* THE PROBLEM
Render every entry verbatim.

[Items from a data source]
- - - -
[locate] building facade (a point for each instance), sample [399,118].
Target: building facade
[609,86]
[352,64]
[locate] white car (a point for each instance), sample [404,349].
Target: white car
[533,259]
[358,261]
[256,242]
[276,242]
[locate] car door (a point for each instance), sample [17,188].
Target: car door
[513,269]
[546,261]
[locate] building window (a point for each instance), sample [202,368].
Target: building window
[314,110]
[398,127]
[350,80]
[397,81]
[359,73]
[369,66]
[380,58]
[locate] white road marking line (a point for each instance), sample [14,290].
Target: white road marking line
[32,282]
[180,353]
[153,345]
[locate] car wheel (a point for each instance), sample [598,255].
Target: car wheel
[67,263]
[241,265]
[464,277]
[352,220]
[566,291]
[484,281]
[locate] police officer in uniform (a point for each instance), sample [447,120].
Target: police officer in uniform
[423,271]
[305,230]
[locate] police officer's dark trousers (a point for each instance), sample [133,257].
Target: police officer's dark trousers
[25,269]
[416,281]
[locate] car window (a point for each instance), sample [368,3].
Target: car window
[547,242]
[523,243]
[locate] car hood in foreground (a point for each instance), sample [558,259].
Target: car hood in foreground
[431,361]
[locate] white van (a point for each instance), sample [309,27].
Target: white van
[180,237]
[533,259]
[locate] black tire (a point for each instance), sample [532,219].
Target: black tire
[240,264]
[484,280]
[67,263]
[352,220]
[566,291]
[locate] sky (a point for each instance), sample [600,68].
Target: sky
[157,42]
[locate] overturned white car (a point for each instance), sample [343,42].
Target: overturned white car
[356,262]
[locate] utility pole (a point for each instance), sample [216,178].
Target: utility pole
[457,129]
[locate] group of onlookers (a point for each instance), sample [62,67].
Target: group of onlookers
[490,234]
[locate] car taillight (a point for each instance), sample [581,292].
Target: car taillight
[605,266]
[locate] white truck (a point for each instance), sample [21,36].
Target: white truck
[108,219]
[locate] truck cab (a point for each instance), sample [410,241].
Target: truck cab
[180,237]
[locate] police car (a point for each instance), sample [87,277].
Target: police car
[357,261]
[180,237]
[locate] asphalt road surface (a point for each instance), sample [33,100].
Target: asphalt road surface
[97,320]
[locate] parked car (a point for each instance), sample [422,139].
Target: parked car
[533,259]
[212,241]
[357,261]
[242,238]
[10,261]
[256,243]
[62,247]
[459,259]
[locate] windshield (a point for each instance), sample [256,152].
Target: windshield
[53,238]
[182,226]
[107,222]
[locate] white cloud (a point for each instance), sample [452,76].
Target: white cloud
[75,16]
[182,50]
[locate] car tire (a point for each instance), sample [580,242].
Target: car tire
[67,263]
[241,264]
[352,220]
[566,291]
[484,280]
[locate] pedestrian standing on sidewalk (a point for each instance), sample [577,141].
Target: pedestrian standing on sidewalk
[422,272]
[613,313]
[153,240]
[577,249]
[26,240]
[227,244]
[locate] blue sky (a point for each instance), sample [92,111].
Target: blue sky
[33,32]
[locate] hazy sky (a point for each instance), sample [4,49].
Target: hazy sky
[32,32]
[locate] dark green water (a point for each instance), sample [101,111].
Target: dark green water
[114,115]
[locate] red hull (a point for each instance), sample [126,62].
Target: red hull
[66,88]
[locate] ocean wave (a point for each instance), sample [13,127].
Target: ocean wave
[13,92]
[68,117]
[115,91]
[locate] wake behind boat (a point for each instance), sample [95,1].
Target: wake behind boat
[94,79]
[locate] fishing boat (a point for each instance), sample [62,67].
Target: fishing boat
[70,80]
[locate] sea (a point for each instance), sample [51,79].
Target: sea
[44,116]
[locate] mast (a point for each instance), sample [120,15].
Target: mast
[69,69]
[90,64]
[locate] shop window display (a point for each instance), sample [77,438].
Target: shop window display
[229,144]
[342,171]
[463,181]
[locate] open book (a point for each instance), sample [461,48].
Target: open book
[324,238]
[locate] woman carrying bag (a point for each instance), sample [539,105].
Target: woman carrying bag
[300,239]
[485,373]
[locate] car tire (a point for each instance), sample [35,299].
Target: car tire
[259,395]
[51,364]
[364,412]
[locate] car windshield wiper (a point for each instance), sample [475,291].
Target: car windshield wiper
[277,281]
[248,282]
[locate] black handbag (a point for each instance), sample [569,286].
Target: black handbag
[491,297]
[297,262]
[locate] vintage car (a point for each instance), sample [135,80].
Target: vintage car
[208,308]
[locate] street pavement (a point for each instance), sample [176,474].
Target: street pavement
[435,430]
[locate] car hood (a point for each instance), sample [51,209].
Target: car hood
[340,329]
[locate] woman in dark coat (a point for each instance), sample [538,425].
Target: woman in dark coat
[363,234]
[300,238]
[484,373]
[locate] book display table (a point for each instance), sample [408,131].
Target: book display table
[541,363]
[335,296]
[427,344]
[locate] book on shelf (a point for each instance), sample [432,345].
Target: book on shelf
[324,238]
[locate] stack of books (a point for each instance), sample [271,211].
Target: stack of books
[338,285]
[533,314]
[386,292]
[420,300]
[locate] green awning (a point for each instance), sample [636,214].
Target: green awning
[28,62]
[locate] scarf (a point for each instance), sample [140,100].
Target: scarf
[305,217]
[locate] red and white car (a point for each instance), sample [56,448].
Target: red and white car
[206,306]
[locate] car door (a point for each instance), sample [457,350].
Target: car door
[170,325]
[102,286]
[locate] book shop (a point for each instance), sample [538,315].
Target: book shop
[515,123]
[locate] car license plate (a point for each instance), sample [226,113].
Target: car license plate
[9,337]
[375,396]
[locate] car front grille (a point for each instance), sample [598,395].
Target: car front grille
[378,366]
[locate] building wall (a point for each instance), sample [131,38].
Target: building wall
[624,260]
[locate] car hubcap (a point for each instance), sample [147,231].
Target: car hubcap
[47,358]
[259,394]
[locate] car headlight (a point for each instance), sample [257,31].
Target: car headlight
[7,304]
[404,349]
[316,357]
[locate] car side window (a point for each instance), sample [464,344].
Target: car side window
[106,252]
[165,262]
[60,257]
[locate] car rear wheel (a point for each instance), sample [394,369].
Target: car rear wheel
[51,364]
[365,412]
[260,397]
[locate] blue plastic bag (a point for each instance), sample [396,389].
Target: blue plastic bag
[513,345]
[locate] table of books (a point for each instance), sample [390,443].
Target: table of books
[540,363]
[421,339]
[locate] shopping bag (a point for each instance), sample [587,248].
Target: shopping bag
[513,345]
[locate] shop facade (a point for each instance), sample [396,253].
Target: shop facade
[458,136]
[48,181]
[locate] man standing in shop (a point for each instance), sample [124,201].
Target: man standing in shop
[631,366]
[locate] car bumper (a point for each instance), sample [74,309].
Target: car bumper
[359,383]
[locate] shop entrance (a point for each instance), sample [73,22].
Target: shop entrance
- - - -
* RESPONSE TO THIS EXERCISE
[locate] building facade (a point for each instance), sample [399,118].
Target: building facade
[609,86]
[352,64]
[locate] white car (a point for each instance), sample [404,349].
Target: white car
[533,259]
[358,261]
[256,242]
[276,242]
[locate] car door (a point for each instance), sample [17,188].
Target: car door
[513,269]
[546,261]
[locate] building window (a point for each instance), sample [202,368].
Target: building window
[314,110]
[398,127]
[350,80]
[397,81]
[359,73]
[369,66]
[380,58]
[locate] white road marking line (a point for each instance), sample [14,290].
Target: white road marking line
[32,282]
[180,353]
[153,345]
[locate] car wheel (a point for each instance), sample [598,255].
Target: car wheel
[67,263]
[241,265]
[464,277]
[352,220]
[566,291]
[484,281]
[locate] police officer in uniform (a point for each instance), sample [447,120].
Target: police officer in uniform
[423,271]
[305,230]
[locate] police officer's dark trousers (a point for each instance), sample [133,257].
Target: police officer's dark trousers
[25,269]
[416,281]
[locate] car window (a point for each instance), sample [368,3].
Target: car window
[547,242]
[523,243]
[locate] car hood in foreground (a point for each instance), sample [558,259].
Target: car hood in foreground
[431,361]
[locate] white van (a point for each instance), sample [309,27].
Target: white van
[180,237]
[533,259]
[locate] black tire (a point for each instance), sample [532,219].
Target: black tire
[240,264]
[484,280]
[67,263]
[352,220]
[566,291]
[locate] sky (a point for each instance), sample [600,68].
Target: sky
[157,42]
[locate] overturned white car (a point for each instance), sample [343,42].
Target: overturned white car
[356,262]
[locate] utility pole (a point for each instance), sample [216,178].
Target: utility pole
[457,129]
[locate] group of onlookers (a point for each instance), sample [62,67].
Target: group of onlookers
[490,234]
[locate] car taillight (a point for each instance), sample [581,292].
Target: car taillight
[605,266]
[locate] white truck (a point for each instance), sample [21,36].
Target: white truck
[108,219]
[locate] truck cab (a point for each instance), sample [410,241].
Target: truck cab
[180,237]
[locate] police car (a point for each instance), sample [87,277].
Target: police car
[357,261]
[180,237]
[locate] asphalt road surface (a point for each instance), sample [33,100].
Target: asphalt road surface
[97,320]
[locate] parked car (a point for each instance), sample [422,139].
Target: parked car
[533,259]
[212,241]
[357,261]
[242,238]
[10,261]
[256,243]
[62,247]
[459,259]
[locate] windshield (a point for each instance), sample [256,152].
Target: windshield
[53,238]
[182,226]
[107,222]
[locate] white cloud (a point for each instance), sample [452,76].
Target: white cloud
[75,16]
[182,50]
[locate] car tire (a point for each instance), sample [580,242].
Target: car tire
[67,263]
[241,264]
[352,220]
[566,291]
[484,280]
[locate] pedestrian standing on sidewalk (a point for each instance), sample [577,141].
Target: pedestrian standing on sidewalk
[422,272]
[613,313]
[153,240]
[577,249]
[26,240]
[227,244]
[locate] blue sky (a point for each instance), sample [92,111].
Target: blue sky
[33,32]
[locate] hazy sky (a point for each instance), sample [4,49].
Target: hazy sky
[32,32]
[locate] dark green water (a point for each instance), sample [101,111].
Target: dark green water
[114,115]
[locate] red hull (a point for each instance), sample [126,62].
Target: red hull
[66,88]
[locate] ocean wave (a point for each instance), sample [13,127].
Target: ocean wave
[13,92]
[68,117]
[115,91]
[locate] wake behind boat (a point for each instance), sample [95,1].
Target: wake behind boat
[94,79]
[locate] fishing boat (a point for each instance), sample [62,67].
Target: fishing boat
[70,80]
[locate] sea (a point for each instance), sample [51,79].
Target: sea
[44,116]
[locate] mast (a point for each instance), sample [120,15].
Target: mast
[69,69]
[90,64]
[locate] shop window display (a point for each instance), sample [77,438].
Target: shop window display
[229,144]
[342,171]
[463,181]
[locate] open book (a point for each instance), sample [461,48].
Target: open book
[324,238]
[locate] woman carrying bag (a point for each instance), sample [539,105].
Target: woman carrying bag
[300,239]
[485,373]
[locate] car tire (a point for each instance), sample [35,299].
Target: car tire
[259,395]
[51,364]
[364,412]
[locate] car windshield wiper (a point for each instance), sample [475,291].
Target: car windshield wiper
[277,281]
[248,282]
[locate] black handbag (a point for each instance), sample [569,286].
Target: black handbag
[491,297]
[297,262]
[locate] vintage car (a point for each instance), sample [135,80].
Target: vintage car
[208,308]
[locate] street pavement (a point for each instance), sample [176,474].
Target: street pavement
[435,430]
[locate] car hood (a point for each instance), sample [51,209].
Target: car hood
[340,329]
[locate] woman in dark coat (a point for each instance), sample [538,425].
Target: woman in dark coat
[363,234]
[300,238]
[484,373]
[locate] book display table (a point for each instance), sample [408,131].
Target: book display table
[541,363]
[335,296]
[427,344]
[locate] book on shelf (a point for each instance), sample [432,345].
Target: book on shelf
[324,238]
[locate] stack of books (a point for each instance), sample [271,211].
Target: stack of books
[338,285]
[533,314]
[386,292]
[420,300]
[locate] green awning (a point for each instance), sample [636,214].
Target: green awning
[28,62]
[locate] scarf (a point for each instance), sample [140,100].
Target: scarf
[305,217]
[locate] red and white car (a point for each instance), sample [56,448].
Target: red and white car
[206,306]
[locate] car door (a point for each instance), sample [457,350].
Target: car door
[170,325]
[102,286]
[locate] book shop (a point for each instance), sample [538,315].
Target: book shop
[515,123]
[locate] car license plate (a point for each instance), sample [226,113].
Target: car license plate
[9,337]
[375,396]
[locate] car front grille (a point for each instance), sample [598,395].
Target: car front grille
[378,366]
[locate] building wall (a point for each instance), sample [131,38].
Target: building wall
[624,260]
[locate] car hubcap (a point for each instance), sample [147,231].
Target: car hubcap
[47,358]
[259,394]
[locate] car headlight (a point for each instance), sample [257,31].
Target: car headlight
[7,304]
[404,349]
[316,357]
[locate] car side window (a point for each instance), sample [464,344].
Target: car side window
[106,252]
[165,262]
[60,257]
[locate] car rear wheel (a point for each instance), sample [394,369].
Target: car rear wheel
[51,364]
[365,412]
[260,397]
[locate] blue plastic bag (a point for each instance), sample [396,389].
Target: blue plastic bag
[513,345]
[locate] table of books (a point for each instance), sample [390,443].
Target: table of books
[540,363]
[421,339]
[locate] shopping bag (a point for each instance), sample [587,248].
Target: shopping bag
[513,345]
[locate] shop facade (a point for each instance), sample [396,253].
Target: shop facade
[458,136]
[48,181]
[locate] man standing in shop (a point for each instance), sample [124,201].
Target: man standing in shop
[631,366]
[locate] car bumper (a point for each instance), sample [74,309].
Target: car bumper
[359,383]
[locate] shop entrance (a point for each instance), sample [73,22].
Target: shop entrance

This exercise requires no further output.